** LATIHAN SOAL **
1 - Tolong ringkas paragraf dalam teks tentang Habib Umar di bawah yang diawali "Habib Umar adalah ulama yang melanjutkan" tanpa menghilangkan fakta-fakta utamanya.
2 - Kutip bagian teks tentang Habib Umar di bawah dari "Dari sisi persona, dan" sampai "damai bagi semua." tanpa mengubah satu kata pun.

** TEKS BACAAN **
* * * * * * * * *

Dari sisi persona, dan berdasarkan bukti-bukti di atas, maka cukup bagi kita untuk memberikan penilaian yang adil tentang tingginya kapasitas keilmuan, kelembutan sikap dan orientasi dakwahnya yang sejuk. Dengan apa itu semua terkonfirmasi?. Dengan karya-karya, kontribusi sosial dan jemaahnya yang terbilang sangat banyak. Sebuah penerimaan dari banyak masyarakat muslim yang sangat beralasan. Kalaulah alasan itu harus disebutkan, maka Habib Umar adalah pejuang yang teguh dan penuh teladan, mengusahakan sebuah tatanan dunia penuh damai sebagai tujuan yang diridhai oleh Tuhan. Hal itu pulalah yang menjadi salah satu alasannya untuk berkeliling di berbagai negeri, mendakwahkan Islam yang damai bagi semua.

Hadhramaut dan Koneksi Keulamaan di Nusantara
Habib Umar adalah ulama yang melanjutkan perjuangan pendahulu-pendahulunya. Padanya tersemat sebuah identitas yang dapat menjelaskan berbagai keterkaitan. Salah satunya, soal koneksi Hadhramaut dan Nusantara. Baik secara personal, ataupun latar belakang yang melekat padanya adalah satu gambaran tentang proses keberlangsungan nilai dan ajaran yang baik. Seperti banyak diceramahkannya. Habib Umar benar-benar menjadi tokoh yang peran keulamaannya mendunia. Melintasi negara dan kebudayaannya masing-masing. Meskipun tidak mudah, menyampaikan ide-ide di tengah keberagaman budaya, nyatanya, Ia tetap diterima. Nilai-nilai universal berupa cinta dan kasih sayang sesama umat manusialah yang menjadi pesan penting dalam banyak dakwahnya. Ia benar-benar telah membangun jembatan persaudaraan dengan akhlak yang mulia. Sebuah titik kulminasi keilmuan dan pengamalan yang holistik. Satu fakta yang semakin menguatkan citra dirinya dan tempat lahirnya, Kota Tarim, Hadhramaut yang semenjak lama telah menjadi rumah bagi banyak para wali, sayyid dan habaib.

* * * * * * * * *

** DATA YANG TERSEDIA **
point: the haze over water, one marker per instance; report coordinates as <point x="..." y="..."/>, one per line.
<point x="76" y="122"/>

* * * * * * * * *

** KUNCI JAWABAN **
1 - Habib Umar adalah ulama yang meneruskan perjuangan para pendahulunya, dan identitasnya mencerminkan koneksi Hadhramaut dengan Nusantara. Peran keulamaannya mendunia, melintasi berbagai negara dan budaya. Walaupun menyampaikan gagasan di tengah keberagaman budaya tidak mudah, ia tetap diterima. Pesan utama dakwahnya adalah nilai universal cinta dan kasih sayang antarsesama manusia. Dengan akhlak mulia, ia membangun jembatan persaudaraan. Hal ini menguatkan citra dirinya dan tempat lahirnya, Kota Tarim, Hadhramaut, yang sejak lama menjadi rumah bagi banyak wali, sayyid, dan habaib.

2 -
Dari sisi persona, dan berdasarkan bukti-bukti di atas, maka cukup bagi kita untuk memberikan penilaian yang adil tentang tingginya kapasitas keilmuan, kelembutan sikap dan orientasi dakwahnya yang sejuk. Dengan apa itu semua terkonfirmasi?. Dengan karya-karya, kontribusi sosial dan jemaahnya yang terbilang sangat banyak. Sebuah penerimaan dari banyak masyarakat muslim yang sangat beralasan. Kalaulah alasan itu harus disebutkan, maka Habib Umar adalah pejuang yang teguh dan penuh teladan, mengusahakan sebuah tatanan dunia penuh damai sebagai tujuan yang diridhai oleh Tuhan. Hal itu pulalah yang menjadi salah satu alasannya untuk berkeliling di berbagai negeri, mendakwahkan Islam yang damai bagi semua.